• **YOUR TASK**: With no omissions, write out every record given below.
:: DATA RECORDS ::
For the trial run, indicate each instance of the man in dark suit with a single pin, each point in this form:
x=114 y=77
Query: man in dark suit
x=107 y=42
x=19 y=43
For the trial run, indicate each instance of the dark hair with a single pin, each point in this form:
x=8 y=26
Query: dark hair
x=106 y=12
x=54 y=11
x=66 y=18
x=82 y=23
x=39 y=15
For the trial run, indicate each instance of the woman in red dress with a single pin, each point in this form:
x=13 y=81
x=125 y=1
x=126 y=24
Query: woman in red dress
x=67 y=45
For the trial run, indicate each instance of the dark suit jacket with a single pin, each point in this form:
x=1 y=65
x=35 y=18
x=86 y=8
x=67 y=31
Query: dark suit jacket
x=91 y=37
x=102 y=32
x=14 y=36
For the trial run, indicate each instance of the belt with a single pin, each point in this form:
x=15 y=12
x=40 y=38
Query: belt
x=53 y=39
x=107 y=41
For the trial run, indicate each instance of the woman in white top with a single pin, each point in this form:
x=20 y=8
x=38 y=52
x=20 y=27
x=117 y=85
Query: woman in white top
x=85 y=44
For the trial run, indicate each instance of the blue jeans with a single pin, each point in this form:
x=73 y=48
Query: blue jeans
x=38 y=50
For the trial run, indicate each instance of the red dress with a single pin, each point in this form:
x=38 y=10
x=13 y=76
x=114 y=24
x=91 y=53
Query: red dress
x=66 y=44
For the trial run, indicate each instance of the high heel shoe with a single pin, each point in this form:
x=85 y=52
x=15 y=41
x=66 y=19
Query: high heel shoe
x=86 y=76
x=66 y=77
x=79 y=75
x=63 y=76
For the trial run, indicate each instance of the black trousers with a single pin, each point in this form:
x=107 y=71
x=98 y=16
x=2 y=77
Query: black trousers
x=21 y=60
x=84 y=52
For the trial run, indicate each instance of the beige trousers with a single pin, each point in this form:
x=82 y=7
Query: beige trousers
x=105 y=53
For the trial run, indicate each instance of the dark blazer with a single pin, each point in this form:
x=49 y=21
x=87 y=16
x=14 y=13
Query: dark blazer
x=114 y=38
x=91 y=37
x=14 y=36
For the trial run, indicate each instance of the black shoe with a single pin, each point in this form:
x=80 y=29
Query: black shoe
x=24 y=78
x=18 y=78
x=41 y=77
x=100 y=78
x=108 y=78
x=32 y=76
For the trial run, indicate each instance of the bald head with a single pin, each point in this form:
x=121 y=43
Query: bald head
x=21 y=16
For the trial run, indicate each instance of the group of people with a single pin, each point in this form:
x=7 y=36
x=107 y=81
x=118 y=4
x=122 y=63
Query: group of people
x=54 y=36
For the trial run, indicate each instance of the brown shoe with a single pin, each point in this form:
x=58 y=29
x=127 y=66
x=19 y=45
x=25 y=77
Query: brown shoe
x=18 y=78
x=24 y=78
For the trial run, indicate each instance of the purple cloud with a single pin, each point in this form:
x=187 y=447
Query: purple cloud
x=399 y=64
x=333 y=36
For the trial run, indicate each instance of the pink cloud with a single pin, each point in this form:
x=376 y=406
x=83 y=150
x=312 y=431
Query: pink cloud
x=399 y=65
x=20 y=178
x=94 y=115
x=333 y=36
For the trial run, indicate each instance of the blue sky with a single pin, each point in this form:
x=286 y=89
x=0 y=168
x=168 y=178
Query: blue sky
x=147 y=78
:::
• **ANSWER TO THE PROBLEM**:
For the trial run, indicate each instance of the man in dark suit with a single pin, each point in this form:
x=114 y=77
Query: man in dark suit
x=107 y=42
x=19 y=43
For the trial run, indicate each instance of the dark hair with a single pin, each point in this form:
x=8 y=26
Query: dark hair
x=106 y=12
x=54 y=11
x=66 y=18
x=82 y=23
x=39 y=15
For the trial run, indicate each instance of the woman in red dress with a single pin, each point in this form:
x=13 y=81
x=125 y=1
x=126 y=24
Query: woman in red dress
x=67 y=45
For the trial run, indicate each instance of the dark suit jacket with a single pin, each point in this form:
x=1 y=65
x=35 y=18
x=86 y=8
x=67 y=31
Query: dark suit jacket
x=91 y=37
x=102 y=32
x=14 y=36
For the trial run, indicate each instance of the belt with a single pin, each point in this form:
x=15 y=12
x=40 y=38
Query: belt
x=53 y=39
x=107 y=41
For the trial run, indicate each instance of the woman in white top with a single pin, each point in this form:
x=20 y=8
x=38 y=52
x=20 y=27
x=117 y=85
Query: woman in white top
x=85 y=44
For the trial run, indicate each instance of the blue jeans with a single pin, each point in this form:
x=73 y=48
Query: blue jeans
x=38 y=50
For the trial run, indicate each instance of the red dress with a single pin, each point in this form:
x=38 y=10
x=13 y=76
x=114 y=24
x=91 y=53
Query: red dress
x=66 y=44
For the trial run, indicate each instance of the high heel shoe with a single pin, each point in this form:
x=85 y=52
x=15 y=41
x=66 y=19
Query: high heel shoe
x=86 y=76
x=66 y=77
x=79 y=75
x=63 y=76
For the trial run, indicate each instance of the black trousers with a single pin, each point in this form:
x=107 y=71
x=98 y=16
x=2 y=77
Query: black trousers
x=21 y=60
x=84 y=52
For the trial run, indicate each instance of the beige trousers with a single pin, each point in this form:
x=82 y=7
Query: beige trousers
x=105 y=53
For the trial run, indicate each instance of the dark blazer with a single pin, each point in this form:
x=49 y=21
x=87 y=16
x=14 y=13
Query: dark blazer
x=114 y=38
x=91 y=37
x=14 y=36
For the trial run, indicate each instance of the black shoe with a single pin, each point in this form:
x=80 y=29
Query: black shoe
x=24 y=78
x=18 y=78
x=41 y=77
x=100 y=78
x=108 y=78
x=32 y=76
For the trial run, indicate each instance of the bald head with a single pin, each point in this form:
x=121 y=43
Query: bald head
x=21 y=16
For the trial run, indicate each instance of the group of people with a single pin, each point in this form:
x=7 y=36
x=107 y=81
x=118 y=4
x=122 y=63
Query: group of people
x=54 y=36
For the trial run, indicate each instance of the brown shoe with a single pin, each point in this form:
x=58 y=29
x=127 y=66
x=19 y=45
x=25 y=77
Query: brown shoe
x=18 y=78
x=24 y=78
For the trial run, indicate each instance of the purple cloud with a single pin, each point in this form:
x=187 y=447
Query: purple cloud
x=399 y=64
x=333 y=36
For the trial run, indicate each instance of the pink cloud with a single pin, each point in this form:
x=376 y=406
x=83 y=150
x=312 y=431
Query: pink cloud
x=399 y=65
x=20 y=178
x=94 y=115
x=333 y=36
For the trial run, indicate each instance of the blue sky with a single pin, each point in this form:
x=286 y=89
x=0 y=168
x=168 y=178
Query: blue sky
x=147 y=78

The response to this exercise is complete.